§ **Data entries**
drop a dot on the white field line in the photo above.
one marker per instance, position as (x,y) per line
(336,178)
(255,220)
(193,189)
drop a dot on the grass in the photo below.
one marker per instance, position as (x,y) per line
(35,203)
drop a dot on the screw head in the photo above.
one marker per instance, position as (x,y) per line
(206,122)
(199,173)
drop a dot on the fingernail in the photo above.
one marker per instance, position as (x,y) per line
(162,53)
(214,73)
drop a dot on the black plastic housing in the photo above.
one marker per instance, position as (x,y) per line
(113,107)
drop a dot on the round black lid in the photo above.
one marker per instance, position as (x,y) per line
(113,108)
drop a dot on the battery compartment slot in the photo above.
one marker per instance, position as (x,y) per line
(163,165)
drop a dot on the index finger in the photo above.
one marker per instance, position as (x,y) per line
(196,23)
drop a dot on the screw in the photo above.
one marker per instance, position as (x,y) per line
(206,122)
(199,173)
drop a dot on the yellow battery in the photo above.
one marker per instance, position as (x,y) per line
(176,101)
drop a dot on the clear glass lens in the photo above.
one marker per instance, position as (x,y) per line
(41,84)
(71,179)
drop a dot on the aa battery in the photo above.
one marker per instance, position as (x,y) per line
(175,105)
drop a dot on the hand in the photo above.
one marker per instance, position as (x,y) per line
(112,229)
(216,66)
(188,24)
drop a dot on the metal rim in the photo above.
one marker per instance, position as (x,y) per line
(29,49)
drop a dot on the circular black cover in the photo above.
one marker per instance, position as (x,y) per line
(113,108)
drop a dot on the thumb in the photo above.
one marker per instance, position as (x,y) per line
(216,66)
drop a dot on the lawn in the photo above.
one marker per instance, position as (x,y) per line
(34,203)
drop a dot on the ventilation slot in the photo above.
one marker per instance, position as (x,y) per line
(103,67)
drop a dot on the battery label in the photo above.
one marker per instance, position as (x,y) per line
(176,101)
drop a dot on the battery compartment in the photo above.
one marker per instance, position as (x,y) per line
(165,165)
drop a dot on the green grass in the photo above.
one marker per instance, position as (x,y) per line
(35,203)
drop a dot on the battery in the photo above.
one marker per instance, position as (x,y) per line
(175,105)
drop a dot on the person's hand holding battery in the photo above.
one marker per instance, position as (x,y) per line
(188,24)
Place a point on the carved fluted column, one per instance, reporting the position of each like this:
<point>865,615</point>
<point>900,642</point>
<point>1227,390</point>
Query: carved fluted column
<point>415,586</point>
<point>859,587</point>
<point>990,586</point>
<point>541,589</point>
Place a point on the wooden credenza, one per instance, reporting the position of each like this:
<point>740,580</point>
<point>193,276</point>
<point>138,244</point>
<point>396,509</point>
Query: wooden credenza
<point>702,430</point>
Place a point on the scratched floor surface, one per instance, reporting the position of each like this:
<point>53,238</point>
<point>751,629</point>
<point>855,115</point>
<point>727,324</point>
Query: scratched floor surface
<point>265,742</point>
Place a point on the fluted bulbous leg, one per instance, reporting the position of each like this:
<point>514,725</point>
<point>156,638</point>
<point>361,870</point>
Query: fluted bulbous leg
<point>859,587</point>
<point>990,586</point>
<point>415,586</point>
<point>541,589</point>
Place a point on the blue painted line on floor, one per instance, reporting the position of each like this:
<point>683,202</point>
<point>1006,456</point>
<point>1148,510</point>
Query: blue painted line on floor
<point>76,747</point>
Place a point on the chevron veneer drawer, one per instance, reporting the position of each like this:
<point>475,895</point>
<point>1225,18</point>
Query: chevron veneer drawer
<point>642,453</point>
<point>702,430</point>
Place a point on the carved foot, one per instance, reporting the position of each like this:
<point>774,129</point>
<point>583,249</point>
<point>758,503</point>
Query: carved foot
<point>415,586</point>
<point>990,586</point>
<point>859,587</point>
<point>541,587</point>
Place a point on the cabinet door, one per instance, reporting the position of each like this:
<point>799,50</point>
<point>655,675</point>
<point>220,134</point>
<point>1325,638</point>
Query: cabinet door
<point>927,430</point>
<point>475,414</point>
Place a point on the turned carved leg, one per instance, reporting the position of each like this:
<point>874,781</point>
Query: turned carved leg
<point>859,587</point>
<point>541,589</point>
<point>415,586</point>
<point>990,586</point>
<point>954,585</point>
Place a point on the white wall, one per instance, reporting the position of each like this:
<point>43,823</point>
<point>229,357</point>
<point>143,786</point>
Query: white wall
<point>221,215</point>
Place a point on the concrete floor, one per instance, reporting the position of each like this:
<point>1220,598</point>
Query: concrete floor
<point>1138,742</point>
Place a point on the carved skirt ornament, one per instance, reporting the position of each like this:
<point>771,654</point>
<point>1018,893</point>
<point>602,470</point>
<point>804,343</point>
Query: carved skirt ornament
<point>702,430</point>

§ **PROBLEM TO SOLVE**
Across the records above, in how many lines does the string "compartment" appear? Reply with the figure alone.

§ **ANSWER BOX**
2